INSTRUCTIONS TO FOLLOW – Instruction for the data below: set down exactly the lines from the line with "positive clicks: (201, 97)" to the line with "42L136 49L153 46L151", inclusive, and no others.
━━━━━ SOURCE RECORDS
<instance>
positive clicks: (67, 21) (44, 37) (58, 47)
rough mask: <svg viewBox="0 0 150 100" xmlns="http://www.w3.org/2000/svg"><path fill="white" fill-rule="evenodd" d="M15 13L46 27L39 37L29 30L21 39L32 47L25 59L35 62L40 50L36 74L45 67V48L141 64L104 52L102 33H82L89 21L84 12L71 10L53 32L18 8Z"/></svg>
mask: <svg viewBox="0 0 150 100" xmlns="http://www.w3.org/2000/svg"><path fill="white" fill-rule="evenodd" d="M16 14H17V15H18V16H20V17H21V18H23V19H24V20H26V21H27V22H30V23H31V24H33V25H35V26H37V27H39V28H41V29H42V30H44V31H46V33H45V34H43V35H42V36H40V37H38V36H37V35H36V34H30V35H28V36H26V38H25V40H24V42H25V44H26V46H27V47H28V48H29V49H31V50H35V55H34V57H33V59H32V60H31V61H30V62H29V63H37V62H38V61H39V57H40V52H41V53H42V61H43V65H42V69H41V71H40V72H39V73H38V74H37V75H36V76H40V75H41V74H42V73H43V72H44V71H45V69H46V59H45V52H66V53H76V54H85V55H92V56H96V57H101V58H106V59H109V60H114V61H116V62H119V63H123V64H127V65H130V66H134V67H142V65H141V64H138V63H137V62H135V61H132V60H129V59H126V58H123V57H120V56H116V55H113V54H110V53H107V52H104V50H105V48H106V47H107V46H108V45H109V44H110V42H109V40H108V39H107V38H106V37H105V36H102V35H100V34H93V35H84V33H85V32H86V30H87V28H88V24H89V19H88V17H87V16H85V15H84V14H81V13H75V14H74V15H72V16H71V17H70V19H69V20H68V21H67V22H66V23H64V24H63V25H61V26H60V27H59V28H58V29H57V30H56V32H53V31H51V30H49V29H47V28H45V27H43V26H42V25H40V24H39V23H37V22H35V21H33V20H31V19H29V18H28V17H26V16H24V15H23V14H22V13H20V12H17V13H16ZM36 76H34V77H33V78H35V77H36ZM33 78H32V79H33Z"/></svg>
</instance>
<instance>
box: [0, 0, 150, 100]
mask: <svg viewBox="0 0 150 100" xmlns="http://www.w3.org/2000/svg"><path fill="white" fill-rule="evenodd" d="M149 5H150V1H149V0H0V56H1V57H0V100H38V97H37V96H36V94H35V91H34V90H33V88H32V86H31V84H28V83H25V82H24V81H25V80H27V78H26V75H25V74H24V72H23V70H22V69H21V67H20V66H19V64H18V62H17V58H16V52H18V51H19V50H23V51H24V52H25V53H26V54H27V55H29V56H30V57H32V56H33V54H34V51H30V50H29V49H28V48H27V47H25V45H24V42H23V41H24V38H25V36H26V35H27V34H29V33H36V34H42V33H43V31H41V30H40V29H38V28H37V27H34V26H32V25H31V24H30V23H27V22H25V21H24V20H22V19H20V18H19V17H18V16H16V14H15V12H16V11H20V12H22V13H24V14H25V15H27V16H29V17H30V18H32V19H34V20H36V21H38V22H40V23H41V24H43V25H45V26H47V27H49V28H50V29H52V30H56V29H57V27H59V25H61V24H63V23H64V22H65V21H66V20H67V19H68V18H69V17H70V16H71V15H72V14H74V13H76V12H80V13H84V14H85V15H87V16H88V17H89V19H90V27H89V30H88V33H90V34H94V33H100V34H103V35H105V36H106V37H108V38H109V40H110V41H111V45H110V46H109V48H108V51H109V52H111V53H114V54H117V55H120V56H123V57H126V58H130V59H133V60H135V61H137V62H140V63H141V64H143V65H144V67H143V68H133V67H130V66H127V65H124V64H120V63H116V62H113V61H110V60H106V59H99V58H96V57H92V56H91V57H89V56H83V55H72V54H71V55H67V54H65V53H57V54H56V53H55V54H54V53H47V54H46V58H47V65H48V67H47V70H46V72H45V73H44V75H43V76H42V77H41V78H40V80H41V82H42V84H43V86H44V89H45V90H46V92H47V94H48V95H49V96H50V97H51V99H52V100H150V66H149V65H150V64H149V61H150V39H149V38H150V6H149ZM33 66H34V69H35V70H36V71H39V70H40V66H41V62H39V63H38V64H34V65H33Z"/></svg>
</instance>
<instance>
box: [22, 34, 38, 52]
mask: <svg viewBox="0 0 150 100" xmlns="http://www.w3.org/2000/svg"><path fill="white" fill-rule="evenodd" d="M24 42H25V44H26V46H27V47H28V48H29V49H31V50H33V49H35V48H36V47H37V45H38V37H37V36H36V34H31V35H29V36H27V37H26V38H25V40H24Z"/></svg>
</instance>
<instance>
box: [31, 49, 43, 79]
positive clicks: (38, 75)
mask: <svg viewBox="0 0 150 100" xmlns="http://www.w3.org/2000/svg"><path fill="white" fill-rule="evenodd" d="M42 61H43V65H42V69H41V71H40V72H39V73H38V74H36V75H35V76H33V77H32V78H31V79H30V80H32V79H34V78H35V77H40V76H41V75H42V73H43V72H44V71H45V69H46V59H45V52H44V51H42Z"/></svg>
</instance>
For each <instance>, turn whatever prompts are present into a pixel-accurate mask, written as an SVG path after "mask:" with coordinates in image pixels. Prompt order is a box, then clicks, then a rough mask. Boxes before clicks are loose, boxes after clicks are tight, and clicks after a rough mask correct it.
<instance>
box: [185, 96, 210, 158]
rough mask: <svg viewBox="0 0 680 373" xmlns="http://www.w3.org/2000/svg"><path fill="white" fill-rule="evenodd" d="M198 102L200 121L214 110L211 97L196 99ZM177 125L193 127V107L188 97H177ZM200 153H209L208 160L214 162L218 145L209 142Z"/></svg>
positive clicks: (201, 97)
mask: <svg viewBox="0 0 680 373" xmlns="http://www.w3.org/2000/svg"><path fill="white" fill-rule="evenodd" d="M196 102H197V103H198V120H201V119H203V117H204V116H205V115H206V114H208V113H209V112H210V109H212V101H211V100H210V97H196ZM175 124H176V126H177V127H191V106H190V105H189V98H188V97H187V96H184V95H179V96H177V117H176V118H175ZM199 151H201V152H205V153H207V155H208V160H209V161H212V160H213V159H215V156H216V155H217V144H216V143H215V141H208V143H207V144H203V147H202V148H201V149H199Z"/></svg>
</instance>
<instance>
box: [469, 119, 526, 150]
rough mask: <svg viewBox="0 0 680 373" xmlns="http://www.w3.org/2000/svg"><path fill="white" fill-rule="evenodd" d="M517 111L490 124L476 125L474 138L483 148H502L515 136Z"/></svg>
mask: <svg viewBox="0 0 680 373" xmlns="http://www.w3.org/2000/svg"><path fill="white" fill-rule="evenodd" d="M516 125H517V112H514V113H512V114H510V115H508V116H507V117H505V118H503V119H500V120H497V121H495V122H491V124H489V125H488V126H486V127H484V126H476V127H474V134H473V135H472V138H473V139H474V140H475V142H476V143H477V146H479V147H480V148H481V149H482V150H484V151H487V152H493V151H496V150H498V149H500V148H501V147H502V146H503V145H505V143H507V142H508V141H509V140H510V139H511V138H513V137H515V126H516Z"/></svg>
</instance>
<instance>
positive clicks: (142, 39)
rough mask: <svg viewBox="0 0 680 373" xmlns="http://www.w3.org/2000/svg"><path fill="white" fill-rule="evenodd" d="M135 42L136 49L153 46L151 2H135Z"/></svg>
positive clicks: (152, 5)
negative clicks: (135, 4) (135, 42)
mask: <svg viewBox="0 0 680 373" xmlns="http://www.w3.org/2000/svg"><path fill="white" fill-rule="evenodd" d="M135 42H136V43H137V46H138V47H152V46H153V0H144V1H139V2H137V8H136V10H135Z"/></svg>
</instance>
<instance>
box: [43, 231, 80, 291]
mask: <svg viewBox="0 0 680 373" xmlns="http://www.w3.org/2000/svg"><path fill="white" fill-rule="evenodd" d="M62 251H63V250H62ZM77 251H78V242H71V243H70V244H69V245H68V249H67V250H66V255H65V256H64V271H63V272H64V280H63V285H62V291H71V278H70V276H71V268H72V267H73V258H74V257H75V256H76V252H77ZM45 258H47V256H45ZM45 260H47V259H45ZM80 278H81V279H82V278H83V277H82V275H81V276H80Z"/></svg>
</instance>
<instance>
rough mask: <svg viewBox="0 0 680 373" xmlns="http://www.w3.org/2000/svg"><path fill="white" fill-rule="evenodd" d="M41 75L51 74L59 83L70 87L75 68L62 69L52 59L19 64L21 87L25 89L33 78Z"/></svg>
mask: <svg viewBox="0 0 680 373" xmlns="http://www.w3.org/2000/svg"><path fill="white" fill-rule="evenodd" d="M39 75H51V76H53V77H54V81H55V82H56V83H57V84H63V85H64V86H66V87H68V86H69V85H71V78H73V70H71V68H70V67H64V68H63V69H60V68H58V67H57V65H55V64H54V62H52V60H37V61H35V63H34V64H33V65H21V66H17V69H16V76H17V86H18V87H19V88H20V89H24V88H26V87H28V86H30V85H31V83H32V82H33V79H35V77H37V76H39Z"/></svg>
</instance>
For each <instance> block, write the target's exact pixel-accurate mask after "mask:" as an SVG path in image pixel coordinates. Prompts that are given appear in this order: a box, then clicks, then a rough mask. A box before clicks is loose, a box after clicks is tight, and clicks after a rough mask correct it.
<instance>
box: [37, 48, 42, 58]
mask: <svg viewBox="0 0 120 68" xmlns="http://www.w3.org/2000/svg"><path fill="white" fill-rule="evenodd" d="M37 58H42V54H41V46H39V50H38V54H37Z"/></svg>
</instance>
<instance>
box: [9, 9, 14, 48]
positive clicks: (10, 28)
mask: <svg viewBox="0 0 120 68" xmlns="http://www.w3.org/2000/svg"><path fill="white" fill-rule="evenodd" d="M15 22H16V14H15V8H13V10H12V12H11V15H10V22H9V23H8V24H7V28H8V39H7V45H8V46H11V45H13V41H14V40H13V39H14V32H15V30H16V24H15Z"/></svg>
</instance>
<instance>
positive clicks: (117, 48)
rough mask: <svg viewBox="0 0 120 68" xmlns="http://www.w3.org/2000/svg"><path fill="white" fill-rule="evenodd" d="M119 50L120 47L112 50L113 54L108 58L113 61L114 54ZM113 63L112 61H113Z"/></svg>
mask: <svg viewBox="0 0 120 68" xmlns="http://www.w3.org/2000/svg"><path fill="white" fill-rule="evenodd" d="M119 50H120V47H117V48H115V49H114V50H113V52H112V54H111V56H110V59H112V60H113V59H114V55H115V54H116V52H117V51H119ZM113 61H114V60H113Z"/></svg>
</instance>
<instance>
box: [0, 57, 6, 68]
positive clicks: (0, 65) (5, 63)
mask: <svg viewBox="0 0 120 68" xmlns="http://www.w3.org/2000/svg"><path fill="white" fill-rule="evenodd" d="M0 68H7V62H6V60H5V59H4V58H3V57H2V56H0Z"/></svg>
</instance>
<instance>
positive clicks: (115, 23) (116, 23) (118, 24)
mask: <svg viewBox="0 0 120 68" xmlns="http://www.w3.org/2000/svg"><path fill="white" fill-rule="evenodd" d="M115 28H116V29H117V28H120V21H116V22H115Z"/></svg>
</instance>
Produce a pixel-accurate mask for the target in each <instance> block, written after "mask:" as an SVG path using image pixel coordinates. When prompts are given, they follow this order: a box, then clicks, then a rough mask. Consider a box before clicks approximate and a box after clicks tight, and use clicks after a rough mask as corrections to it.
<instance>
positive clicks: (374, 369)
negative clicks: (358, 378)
━━━━━━━━━━
REPLY –
positive clicks: (201, 97)
mask: <svg viewBox="0 0 680 373" xmlns="http://www.w3.org/2000/svg"><path fill="white" fill-rule="evenodd" d="M196 102H197V103H198V120H201V119H203V117H204V116H205V115H206V114H208V113H209V112H210V109H212V101H211V100H210V97H196ZM175 124H176V126H177V127H191V106H190V105H189V98H188V97H187V96H184V95H179V96H177V117H176V118H175ZM199 151H201V152H205V153H207V155H208V160H209V161H212V160H213V159H215V156H216V155H217V144H216V143H215V141H208V143H207V144H203V147H202V148H201V149H199Z"/></svg>
</instance>
<instance>
box: [469, 119, 526, 150]
rough mask: <svg viewBox="0 0 680 373" xmlns="http://www.w3.org/2000/svg"><path fill="white" fill-rule="evenodd" d="M517 111L490 124L476 125L474 138L483 148H502L515 136Z"/></svg>
mask: <svg viewBox="0 0 680 373" xmlns="http://www.w3.org/2000/svg"><path fill="white" fill-rule="evenodd" d="M516 125H517V112H514V113H512V114H510V115H508V116H507V117H505V118H503V119H500V120H497V121H495V122H491V124H489V125H488V126H486V127H484V126H476V127H474V134H473V135H472V138H473V139H474V140H475V142H476V143H477V146H479V147H480V148H481V149H482V150H484V151H487V152H493V151H496V150H498V149H500V148H501V147H502V146H503V145H505V143H507V142H508V141H509V140H510V139H511V138H513V137H515V126H516Z"/></svg>
</instance>
<instance>
positive clicks: (142, 39)
rough mask: <svg viewBox="0 0 680 373" xmlns="http://www.w3.org/2000/svg"><path fill="white" fill-rule="evenodd" d="M135 42L136 49L153 46L151 2H135Z"/></svg>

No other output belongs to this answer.